- **Exercise details**: Write out the entries below word for word, keeping every line unchanged.

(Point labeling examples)
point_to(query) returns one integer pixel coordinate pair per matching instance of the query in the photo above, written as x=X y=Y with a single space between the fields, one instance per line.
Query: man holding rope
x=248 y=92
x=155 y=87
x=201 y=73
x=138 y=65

- **The answer**:
point_to(query) returns one integer pixel coordinate pair per matching instance of the query in the photo above, written as x=X y=Y with a single space between the fields, one instance per line.
Query: man holding rope
x=248 y=92
x=155 y=87
x=201 y=73
x=138 y=65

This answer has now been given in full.